Extraits de jeu de données sur le pointage d'objets
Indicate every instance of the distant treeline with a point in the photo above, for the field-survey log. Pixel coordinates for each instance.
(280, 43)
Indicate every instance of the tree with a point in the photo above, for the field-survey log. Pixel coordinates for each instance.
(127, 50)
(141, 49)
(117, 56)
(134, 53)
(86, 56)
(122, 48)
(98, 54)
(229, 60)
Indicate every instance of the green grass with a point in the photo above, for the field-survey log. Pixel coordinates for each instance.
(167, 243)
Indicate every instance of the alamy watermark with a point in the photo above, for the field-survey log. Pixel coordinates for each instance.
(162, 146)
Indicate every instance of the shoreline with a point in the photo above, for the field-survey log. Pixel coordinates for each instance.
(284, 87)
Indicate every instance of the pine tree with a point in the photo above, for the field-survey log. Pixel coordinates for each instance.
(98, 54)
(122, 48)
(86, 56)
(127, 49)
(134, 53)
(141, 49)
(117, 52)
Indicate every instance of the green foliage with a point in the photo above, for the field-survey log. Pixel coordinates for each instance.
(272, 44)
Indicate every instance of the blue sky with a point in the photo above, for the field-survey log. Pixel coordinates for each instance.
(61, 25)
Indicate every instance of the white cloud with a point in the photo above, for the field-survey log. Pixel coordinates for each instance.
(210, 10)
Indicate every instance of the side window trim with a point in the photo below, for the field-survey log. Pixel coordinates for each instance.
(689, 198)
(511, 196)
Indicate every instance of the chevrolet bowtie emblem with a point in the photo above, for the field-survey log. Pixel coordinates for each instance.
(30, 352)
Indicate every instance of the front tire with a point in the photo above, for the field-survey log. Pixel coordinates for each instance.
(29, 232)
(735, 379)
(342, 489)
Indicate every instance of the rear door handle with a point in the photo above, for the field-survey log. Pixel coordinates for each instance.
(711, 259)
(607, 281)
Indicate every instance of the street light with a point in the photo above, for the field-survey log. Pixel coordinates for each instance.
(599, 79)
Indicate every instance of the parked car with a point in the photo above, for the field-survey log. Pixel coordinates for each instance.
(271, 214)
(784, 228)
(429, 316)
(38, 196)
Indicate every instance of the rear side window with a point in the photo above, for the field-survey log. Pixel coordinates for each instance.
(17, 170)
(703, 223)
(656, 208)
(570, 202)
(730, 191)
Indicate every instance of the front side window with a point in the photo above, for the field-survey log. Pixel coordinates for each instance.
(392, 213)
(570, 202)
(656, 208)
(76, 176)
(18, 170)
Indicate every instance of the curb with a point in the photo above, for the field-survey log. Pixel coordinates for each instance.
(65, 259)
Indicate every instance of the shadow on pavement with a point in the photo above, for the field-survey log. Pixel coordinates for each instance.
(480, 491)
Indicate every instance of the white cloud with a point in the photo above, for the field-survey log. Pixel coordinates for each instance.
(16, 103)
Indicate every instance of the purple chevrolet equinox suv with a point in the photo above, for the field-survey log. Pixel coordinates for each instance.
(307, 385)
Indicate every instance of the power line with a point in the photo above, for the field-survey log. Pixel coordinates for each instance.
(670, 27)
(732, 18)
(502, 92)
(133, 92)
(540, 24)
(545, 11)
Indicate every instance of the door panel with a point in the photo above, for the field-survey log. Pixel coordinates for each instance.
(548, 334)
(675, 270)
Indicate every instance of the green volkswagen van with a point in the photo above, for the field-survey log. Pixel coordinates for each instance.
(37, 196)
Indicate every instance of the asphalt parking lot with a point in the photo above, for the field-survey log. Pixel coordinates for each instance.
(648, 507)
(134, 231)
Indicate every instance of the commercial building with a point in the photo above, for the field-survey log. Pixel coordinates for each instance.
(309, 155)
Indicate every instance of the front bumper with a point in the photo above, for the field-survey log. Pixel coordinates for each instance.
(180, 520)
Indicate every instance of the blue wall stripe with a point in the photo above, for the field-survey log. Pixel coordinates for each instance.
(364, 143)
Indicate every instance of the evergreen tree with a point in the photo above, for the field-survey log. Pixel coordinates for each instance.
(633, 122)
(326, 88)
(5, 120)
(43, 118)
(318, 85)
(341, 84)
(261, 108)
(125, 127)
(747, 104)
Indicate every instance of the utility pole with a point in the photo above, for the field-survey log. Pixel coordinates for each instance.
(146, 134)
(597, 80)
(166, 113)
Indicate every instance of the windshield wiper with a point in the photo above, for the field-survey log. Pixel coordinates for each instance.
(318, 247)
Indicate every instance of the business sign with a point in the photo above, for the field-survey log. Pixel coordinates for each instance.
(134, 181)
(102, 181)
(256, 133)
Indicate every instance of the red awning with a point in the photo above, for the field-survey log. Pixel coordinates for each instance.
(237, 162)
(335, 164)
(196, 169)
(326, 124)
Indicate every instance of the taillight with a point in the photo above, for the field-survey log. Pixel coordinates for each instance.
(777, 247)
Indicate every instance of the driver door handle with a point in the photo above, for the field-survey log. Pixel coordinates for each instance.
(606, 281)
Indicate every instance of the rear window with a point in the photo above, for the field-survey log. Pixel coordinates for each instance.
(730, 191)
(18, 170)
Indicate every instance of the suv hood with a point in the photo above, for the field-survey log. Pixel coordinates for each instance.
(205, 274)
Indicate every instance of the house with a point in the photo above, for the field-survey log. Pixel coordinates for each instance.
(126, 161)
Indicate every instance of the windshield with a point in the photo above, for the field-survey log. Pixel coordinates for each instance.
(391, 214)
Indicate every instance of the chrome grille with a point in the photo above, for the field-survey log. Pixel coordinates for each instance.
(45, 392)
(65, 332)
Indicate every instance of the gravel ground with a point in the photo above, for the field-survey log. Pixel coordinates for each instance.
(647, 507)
...
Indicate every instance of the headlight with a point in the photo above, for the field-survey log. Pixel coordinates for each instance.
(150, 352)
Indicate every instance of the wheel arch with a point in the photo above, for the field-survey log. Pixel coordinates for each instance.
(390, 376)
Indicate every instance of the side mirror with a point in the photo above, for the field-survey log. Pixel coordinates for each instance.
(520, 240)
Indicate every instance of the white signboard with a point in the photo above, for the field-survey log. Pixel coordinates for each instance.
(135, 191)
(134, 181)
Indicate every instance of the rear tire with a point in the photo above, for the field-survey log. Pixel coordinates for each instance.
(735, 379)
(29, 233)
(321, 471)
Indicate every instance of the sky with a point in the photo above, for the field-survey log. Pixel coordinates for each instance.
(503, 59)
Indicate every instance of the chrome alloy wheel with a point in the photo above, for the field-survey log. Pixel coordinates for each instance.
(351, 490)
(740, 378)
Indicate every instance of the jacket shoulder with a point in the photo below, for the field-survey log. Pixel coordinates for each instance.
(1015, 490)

#### Consignes de la tâche
Quelles lignes des items ci-dessus contiennent le mot « window » ? Énumérez-les toutes en tenant compte de la casse.

#### Solution rédigée
Indicate every instance of the side window trim with a point in the photo below, for the field-survey log. Pixel coordinates for each instance.
Indicate every instance of the rear side window with a point in the photo above, for the field-survey log. Pixel coordinates for each instance.
Indicate every instance of the front side window with a point in the photo above, for the field-survey log. Pixel coordinates for each instance.
Indicate every instance of the rear window with a point in the photo above, for the field-survey log. Pixel coordinates for each instance.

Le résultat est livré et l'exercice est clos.